---------- ФРАГМЕНТ СТРАНИЦЫ

Я подозревал, что на заводе   кто-то делает  личные деньги и на коврах, и на викельных кольцах, и на шариках. На тех самых цветных резиновых шариках которые наши дети так любят надувать и запускать в синее ташкентское небо. Доказать это оказалось чрезвычайно трудно потому, что  “теневая”  деятельность была поставлена очень грамотно. Все силовые структуры и контрольные органы были куплены.  Почему  так в этом уверен?  Я обратился  в ОБХСС неофициально с просьбой прислать агента “под прикрытием” для расследования. Агент прибыл незамедлительно и был оформлен  грузчиком, на склад готовой продукции. Не прошло и недели как на заводе все знали кто это такой! А известно  об операции было только мне, начальнику ОБХСС, самому исполнитель и его непосредственный руководителю. Еще через пару дней ко мне домой пришел один из работников завода:
- Меня попросили предупредить вас.
- О чем?
- Не мешайте никому, не пытайтесь ничего изменить на заводе и будете жить хорошо. Вы только скажите, сколько хотите за это и, регулярно, будете получать.

--------------------
---------- ПОКАЗАННЫЕ СТРОКИ

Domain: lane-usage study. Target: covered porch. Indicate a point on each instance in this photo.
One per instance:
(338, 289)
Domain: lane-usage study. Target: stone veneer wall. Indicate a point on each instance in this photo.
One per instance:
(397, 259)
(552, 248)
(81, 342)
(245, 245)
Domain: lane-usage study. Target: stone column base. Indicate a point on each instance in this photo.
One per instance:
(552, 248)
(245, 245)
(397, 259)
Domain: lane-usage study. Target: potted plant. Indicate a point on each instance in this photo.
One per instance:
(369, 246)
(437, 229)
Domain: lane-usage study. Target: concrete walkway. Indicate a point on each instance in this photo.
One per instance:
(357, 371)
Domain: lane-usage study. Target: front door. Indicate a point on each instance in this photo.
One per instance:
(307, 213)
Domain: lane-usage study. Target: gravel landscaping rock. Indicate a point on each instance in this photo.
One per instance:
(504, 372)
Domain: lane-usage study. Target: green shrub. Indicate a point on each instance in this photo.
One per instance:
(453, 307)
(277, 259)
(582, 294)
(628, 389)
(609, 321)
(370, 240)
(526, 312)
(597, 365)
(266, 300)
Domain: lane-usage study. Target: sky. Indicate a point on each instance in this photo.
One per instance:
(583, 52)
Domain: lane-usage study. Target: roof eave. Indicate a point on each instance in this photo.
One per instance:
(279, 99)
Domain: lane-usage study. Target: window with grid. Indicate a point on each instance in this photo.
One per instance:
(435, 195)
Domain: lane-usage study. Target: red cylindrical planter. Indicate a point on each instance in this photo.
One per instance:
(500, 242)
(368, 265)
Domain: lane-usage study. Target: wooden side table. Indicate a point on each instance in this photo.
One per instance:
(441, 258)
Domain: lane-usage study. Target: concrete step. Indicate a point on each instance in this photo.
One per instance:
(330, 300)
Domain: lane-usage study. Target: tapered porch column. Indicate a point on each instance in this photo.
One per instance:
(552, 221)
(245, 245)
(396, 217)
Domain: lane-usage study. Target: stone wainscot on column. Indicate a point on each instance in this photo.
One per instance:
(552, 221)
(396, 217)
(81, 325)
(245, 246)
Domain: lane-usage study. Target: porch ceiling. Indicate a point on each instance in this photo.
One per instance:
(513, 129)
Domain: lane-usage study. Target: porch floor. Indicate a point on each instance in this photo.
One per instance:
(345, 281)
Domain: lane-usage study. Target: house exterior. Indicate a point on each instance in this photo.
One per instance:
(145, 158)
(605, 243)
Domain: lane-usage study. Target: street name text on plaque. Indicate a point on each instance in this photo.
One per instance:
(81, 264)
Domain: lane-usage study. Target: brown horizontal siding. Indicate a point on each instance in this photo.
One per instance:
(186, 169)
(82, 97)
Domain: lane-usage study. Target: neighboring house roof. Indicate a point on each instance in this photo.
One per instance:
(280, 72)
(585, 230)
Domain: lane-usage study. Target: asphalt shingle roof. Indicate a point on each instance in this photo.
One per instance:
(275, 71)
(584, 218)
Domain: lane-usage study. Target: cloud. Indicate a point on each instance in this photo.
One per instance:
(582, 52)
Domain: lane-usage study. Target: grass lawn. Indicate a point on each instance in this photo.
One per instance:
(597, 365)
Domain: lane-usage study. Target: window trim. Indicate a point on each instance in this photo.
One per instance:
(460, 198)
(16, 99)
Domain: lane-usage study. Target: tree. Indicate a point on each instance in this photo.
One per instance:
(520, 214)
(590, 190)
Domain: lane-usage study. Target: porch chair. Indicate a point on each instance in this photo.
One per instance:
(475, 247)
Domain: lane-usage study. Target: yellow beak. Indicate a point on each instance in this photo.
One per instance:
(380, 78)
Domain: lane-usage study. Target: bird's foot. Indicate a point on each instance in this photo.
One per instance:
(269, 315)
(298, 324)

--------------------

— УСЛОВИЕ ЗАДАНИЯ —
Перепишите без изменений часть фрагмента страницы выше, начиная со слов «- Не мешайте» и заканчивая словами «регулярно, будете получать.».

— РЕШЕНИЕ —
- Не мешайте никому, не пытайтесь ничего изменить на заводе и будете жить хорошо. Вы только скажите, сколько хотите за это и, регулярно, будете получать.